→ TEXTE PRÉSENTÉ:
■ ■ ■ ■ ■
Steve BannonL’ex-mentor de Donald Trump vient prodiguer ses conseils au nouveau pouvoir populiste italien. Rencontre à Rome.

  «Voilà. Rome est maintenant le centre de la politique mondiale. Ce qui se passe ici est extraordinaire. Il n’y a jamais eu de véritable gouvernement populiste à l’époque moderne. Maintenant, il y en a un. Donc je veux être ici, je veux en faire partie.» Sur l’une des plus célèbres terrasses de Rome, au coucher du soleil, Steve Bannon, 64 ans, l’obscur (ex-)Raspoutine de Donald Trump, le chevalier noir du populisme mondial, est entouré de ses fidèles. Il porte une chemise et un bermuda colonial. Sur la table, le «Financial Times» et un pin’s: «Rassemblement national». C’est le nouveau mouvement de Marine Le Pen, version restaurée du Front national. «J’ai eu le premier pin’s.» Et qui le lui a donné? «Louis Aliot (ndlr: le vice-président du jusqu’ici Front national), il est aussi à Rome, c’est un ami.»

Après la formation du plus grand gouvernement populiste et – du moins partiellement – de la droite radicale en Europe, il semble que toute la nouvelle droite souverainiste se retrouve à Rome. «Je suis venu ici la première fois pour les élections», raconte Steve Bannon après le serment du nouveau président du Conseil, Giuseppe Conte. «J’ai vu l’énergie qu’il y avait, j’ai immédiatement imaginé un gouvernement Ligue-Mouvement 5 étoiles (M5S), et c’est ce qui s’est produit. C’était important de dépasser les concepts de droite et de gauche.»
On a dit que vous avez contribué à convaincre Salvini de rejoindre le M5S. Est-ce vrai?
Je n’ai pas été décisif, j’ai simplement exhorté Salvini et les siens à essayer de monter ce gouvernement. Je n’ai donné que des conseils, qui ont ensuite été entendus. Ce qui est décisif, c’est le vote des Italiens. Ils ont donné un coup au monstre européen, aux capitales étrangères, aux médias d’opposition étrangers. Ce qui m’a impressionné en Italie, c’est qu’il y a deux jeunes leaders, Di Maio et Salvini, qui, en cette époque si narcissique, ont renoncé à être premier ministre pour poursuivre un objectif plus élevé. On voulait leur imposer un énième gouvernement technocratique, mais la majorité a voté contre l’élite. Ce sera une bataille longue et difficile, la Ligue et le Mouvement 5 étoiles feront des erreurs, mais nous n’en sommes qu’au début. Les médias de l’opposition étrangère peignent Di Maio et Salvini comme des débutants. En réalité, ce sont des gens très fins, qui ont créé un consensus à partir de rien en utilisant le Net. Les Italiens devraient en être fiers.
■ ■ ■ ■ ■
→ LISTE DES DONNÉES:
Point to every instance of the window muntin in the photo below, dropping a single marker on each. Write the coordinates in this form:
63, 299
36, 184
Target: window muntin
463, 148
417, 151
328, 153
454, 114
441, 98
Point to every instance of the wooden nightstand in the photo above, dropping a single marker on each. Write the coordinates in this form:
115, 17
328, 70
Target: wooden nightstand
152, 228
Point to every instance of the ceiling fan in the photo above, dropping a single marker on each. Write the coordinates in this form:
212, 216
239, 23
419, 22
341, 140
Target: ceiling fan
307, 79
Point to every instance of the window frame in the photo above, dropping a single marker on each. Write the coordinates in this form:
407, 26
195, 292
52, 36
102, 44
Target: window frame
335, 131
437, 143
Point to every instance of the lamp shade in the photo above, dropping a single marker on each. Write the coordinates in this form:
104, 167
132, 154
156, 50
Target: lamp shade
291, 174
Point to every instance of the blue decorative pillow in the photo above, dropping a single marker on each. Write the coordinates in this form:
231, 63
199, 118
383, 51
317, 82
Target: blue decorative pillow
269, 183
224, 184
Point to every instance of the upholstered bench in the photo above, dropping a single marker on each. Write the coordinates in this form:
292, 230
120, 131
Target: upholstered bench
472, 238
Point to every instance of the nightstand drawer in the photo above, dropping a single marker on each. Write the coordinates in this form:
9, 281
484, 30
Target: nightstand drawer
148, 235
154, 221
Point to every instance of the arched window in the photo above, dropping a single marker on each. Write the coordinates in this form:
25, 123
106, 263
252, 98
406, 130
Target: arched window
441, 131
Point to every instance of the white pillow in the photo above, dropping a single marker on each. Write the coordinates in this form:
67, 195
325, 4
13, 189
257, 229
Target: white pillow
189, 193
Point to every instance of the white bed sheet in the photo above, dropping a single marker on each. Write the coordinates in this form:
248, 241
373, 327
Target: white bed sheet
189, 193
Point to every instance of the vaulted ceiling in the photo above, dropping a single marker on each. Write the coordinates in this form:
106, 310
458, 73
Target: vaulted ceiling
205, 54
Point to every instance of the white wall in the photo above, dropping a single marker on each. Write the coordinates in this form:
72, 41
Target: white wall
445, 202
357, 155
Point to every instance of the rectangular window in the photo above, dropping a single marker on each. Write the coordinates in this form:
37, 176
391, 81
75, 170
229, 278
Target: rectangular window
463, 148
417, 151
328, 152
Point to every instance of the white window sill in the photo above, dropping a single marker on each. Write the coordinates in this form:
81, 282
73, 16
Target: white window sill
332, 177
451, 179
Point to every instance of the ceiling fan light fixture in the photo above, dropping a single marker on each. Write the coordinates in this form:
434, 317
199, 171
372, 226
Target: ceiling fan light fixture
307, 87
■ ■ ■ ■ ■
→ TRAVAIL DEMANDÉ:
1/ Extrayez de la liste chaque ligne où figure la chaîne «rectangular», en tenant compte de la casse.
2/ Reprenez, s'il vous plaît, l'entretien avec Steve Bannon à Rome juste après sa dernière phrase.

→ RÉPONSES AUX EXERCICES:
1/
Point to every instance of the rectangular window in the photo above, dropping a single marker on each. Write the coordinates in this form:
Target: rectangular window

2/
Vous n’avez donc pas convaincu Salvini de s’allier avec le M5S, comme on l’a dit?
Non, je n’avais pas à convaincre qui que ce soit, parce que c’était une conclusion logique. Ces deux garçons sont héroïques. Et l’autre héros, c’est Berlusconi, qui s’est écarté (Bannon se rend compte qu’il a perdu son Blackberry, panique). Et… où en étions-nous?
Salvini et la Ligue…
Bien sûr, j’ai eu une conversation avec les garçons.
Et puis?
Ils ont fait ça tout seuls.
À quelle fréquence vous voyez-vous avec Salvini?
Je ne veux pas en parler.
Mais quand l’avez-vous rencontré?
Après les élections. Mais je ne veux pas en parler.
Et avec le Mouvement 5 étoiles?
Oui, j’en ai rencontré quelques-uns. Je ne peux pas vous en dire plus. Mais oui, je les ai rencontrés.
Les M5S sont-ils différents de la Ligue?
Ils sont semblables aux socialistes de Sanders en Amérique, «anti-establishment» et favorables à la transparence. Ils sont alliés avec le «Trump» de l’Italie. C’est pour cela que quelque chose d’héroïque s’est passé en Italie. Ils s’organisent, à l’instar du Tea Party, ils partent de zéro, sans argent.
Selon vous, que va-t-il se passer en Europe avec le gouvernement Conte?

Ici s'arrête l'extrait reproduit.